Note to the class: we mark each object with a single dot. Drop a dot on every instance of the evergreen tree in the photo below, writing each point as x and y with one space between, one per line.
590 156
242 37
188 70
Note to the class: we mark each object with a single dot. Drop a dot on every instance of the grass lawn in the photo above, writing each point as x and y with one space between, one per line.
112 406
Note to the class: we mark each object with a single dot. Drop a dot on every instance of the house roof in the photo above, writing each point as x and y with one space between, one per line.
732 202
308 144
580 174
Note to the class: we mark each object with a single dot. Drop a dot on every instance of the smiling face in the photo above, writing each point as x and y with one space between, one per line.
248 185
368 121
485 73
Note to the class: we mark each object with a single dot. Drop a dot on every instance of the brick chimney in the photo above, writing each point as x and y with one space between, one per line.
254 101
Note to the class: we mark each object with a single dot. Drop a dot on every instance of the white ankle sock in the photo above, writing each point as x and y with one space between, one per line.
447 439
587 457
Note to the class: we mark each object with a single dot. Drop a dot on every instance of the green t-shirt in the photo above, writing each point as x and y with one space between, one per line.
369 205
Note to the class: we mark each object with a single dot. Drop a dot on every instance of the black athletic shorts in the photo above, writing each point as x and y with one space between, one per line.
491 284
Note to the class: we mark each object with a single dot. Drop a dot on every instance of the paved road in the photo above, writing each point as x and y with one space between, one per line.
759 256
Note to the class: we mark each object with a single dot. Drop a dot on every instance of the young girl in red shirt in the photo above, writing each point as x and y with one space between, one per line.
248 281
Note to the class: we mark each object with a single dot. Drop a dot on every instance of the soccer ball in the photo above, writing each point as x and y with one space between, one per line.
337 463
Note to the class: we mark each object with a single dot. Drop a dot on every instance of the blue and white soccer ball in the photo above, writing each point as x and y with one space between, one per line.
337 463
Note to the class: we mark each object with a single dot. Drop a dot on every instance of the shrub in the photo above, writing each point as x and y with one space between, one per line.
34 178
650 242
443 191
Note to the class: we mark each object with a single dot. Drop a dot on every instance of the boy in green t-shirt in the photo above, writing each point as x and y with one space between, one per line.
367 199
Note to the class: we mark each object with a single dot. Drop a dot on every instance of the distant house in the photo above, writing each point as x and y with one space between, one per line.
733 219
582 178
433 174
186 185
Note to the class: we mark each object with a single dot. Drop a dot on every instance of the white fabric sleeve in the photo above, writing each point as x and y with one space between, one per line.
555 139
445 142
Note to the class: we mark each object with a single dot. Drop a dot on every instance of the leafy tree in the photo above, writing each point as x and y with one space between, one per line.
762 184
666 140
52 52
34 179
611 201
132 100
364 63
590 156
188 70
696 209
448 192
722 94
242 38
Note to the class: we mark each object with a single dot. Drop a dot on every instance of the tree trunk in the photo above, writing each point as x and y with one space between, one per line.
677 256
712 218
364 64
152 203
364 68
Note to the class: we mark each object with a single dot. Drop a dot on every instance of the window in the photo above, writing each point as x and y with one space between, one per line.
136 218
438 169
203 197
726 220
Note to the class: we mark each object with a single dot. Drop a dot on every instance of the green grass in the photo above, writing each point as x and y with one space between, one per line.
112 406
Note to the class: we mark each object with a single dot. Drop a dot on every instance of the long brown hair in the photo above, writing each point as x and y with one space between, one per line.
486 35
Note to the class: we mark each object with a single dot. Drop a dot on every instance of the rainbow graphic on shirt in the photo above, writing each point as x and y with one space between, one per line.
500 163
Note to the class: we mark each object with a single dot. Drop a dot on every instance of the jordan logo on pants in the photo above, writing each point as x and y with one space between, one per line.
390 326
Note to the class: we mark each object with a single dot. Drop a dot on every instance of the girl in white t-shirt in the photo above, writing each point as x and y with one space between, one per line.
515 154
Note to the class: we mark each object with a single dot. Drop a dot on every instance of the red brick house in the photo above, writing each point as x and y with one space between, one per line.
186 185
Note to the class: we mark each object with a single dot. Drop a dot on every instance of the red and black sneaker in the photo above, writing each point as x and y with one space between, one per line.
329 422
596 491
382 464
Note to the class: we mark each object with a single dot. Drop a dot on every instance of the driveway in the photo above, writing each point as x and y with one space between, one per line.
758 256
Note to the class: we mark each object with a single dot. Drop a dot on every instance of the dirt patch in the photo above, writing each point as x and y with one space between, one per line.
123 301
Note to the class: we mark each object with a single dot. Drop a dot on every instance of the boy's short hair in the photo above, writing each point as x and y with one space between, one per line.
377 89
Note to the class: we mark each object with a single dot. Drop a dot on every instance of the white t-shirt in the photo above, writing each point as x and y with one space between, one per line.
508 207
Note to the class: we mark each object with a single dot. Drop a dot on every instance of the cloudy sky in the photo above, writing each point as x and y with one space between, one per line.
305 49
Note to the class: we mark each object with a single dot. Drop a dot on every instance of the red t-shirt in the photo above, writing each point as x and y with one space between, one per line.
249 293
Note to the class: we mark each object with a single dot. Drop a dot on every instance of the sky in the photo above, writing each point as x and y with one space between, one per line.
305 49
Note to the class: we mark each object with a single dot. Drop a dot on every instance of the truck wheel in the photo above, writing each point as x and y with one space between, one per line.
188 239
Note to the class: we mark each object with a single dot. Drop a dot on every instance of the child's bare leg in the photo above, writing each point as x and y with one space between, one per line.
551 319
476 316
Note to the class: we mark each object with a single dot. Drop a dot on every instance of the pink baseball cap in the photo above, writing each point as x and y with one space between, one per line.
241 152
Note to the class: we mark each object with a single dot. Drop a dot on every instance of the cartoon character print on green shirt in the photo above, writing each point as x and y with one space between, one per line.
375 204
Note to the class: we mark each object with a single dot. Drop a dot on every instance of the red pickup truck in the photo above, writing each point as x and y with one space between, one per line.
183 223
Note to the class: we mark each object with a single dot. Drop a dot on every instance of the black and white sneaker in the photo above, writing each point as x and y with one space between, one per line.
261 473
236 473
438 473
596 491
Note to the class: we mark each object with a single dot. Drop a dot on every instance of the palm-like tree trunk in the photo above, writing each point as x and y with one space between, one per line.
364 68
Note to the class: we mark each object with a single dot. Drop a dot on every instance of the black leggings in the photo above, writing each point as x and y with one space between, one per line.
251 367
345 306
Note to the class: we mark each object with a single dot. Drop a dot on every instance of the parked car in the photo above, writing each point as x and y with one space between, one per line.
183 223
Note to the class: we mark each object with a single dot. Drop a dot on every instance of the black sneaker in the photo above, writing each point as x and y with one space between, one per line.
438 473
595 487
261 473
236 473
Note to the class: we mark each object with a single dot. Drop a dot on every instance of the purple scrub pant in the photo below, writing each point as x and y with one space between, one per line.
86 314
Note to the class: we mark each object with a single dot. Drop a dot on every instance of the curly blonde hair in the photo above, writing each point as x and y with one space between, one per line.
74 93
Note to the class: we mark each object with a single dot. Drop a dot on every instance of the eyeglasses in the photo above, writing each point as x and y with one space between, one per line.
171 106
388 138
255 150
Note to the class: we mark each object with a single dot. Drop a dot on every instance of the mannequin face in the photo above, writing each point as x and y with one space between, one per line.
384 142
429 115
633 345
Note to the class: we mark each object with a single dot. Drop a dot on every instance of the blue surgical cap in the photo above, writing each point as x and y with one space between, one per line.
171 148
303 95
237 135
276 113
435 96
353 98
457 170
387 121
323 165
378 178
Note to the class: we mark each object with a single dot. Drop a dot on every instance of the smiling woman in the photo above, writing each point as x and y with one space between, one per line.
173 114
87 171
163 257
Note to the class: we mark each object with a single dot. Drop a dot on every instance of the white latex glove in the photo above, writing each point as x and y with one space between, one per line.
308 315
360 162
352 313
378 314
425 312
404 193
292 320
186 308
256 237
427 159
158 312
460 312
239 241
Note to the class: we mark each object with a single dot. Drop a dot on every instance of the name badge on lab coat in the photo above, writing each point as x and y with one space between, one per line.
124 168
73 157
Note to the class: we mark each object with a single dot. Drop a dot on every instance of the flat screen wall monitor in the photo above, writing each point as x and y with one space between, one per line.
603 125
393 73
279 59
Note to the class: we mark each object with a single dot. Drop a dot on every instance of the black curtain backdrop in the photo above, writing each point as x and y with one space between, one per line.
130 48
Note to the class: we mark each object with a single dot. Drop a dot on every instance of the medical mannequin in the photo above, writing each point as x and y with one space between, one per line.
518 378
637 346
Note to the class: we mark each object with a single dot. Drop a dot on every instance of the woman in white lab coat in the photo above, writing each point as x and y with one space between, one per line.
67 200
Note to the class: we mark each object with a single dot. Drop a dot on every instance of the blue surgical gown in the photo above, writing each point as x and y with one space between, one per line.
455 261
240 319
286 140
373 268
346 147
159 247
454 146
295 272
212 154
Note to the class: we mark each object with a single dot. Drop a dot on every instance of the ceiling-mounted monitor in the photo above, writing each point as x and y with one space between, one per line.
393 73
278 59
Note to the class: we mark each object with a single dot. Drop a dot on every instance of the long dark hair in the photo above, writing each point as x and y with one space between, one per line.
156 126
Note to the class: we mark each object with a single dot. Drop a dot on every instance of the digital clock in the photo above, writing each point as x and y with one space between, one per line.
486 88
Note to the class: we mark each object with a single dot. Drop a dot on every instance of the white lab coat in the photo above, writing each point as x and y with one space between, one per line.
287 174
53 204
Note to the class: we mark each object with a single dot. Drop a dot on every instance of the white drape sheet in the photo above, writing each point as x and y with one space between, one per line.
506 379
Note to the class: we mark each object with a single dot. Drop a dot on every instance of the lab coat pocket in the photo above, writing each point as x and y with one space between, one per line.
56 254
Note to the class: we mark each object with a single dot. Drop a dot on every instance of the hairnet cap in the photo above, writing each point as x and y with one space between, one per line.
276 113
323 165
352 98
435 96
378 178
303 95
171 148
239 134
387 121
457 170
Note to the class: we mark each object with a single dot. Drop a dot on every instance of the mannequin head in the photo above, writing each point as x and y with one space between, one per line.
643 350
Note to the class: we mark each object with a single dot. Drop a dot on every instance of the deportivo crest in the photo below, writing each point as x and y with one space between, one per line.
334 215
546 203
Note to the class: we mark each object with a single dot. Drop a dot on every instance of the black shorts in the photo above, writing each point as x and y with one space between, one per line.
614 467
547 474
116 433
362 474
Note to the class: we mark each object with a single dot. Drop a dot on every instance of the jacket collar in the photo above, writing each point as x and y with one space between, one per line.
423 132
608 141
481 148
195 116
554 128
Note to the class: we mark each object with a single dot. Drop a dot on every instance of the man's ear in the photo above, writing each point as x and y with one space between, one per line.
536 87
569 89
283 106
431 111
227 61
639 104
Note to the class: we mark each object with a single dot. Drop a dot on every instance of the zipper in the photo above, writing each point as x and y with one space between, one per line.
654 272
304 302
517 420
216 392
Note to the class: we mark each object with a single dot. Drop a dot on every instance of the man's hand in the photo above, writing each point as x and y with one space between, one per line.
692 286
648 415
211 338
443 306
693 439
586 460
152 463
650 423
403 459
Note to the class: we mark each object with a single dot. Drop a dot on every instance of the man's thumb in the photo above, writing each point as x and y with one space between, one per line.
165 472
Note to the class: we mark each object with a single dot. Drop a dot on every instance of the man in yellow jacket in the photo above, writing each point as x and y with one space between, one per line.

» **Exercise brief**:
Quote exactly and only the lines from the one holding "the mannequin head" through the end of the data.

» **Result for this exercise**:
Note to the class: we mark each object with a single dot. Drop a dot on every instance of the mannequin head in the photo above, writing each point as x and y with one space between, one per line.
643 350
Note to the class: we mark each object with a single dot. Drop a dot on every instance of the deportivo crest in the photo below, writing each point as x and y with one space between, one per line.
334 215
546 203
Note to the class: we mark each object with a single dot. Drop a dot on every instance of the black shorts in the photo above, writing each point as x and y with one space between, one per line.
614 467
547 474
116 433
362 474
Note to the class: we mark each object with a single dot. Drop a dot on every instance of the jacket collar in the photo above, writing each point as x and y with one space between, one per line.
423 132
608 141
481 148
195 116
554 128
Note to the class: we mark each object with a single dot. Drop a dot on every instance of the man's ear in the photo above, writing each point as x and y with one space between, one per line.
536 87
569 89
283 106
431 111
227 61
639 104
Note to the class: we mark each object with a single dot. Drop a dot on every instance of the zipper in the photo above, writing each point as x and y with one space between, one per line.
654 272
304 302
517 420
216 392
Note to the class: we mark each object with a single dot. Drop a dot on every instance of the man's hand in the photo above, writing each point as x and y with one space between, one per line.
692 286
648 415
211 338
443 306
693 439
586 460
152 463
650 423
403 459
Note to the class: we mark each object with a single dot. Drop a dot on every instance of the man's thumb in the photo above, writing each point as x and y with one space between, one per line.
165 472
Note to the class: we mark each object with a single dot. Drop a dot on every instance of the man in yellow jacket in the photo above, writing each point as x and y with one space between, one per line.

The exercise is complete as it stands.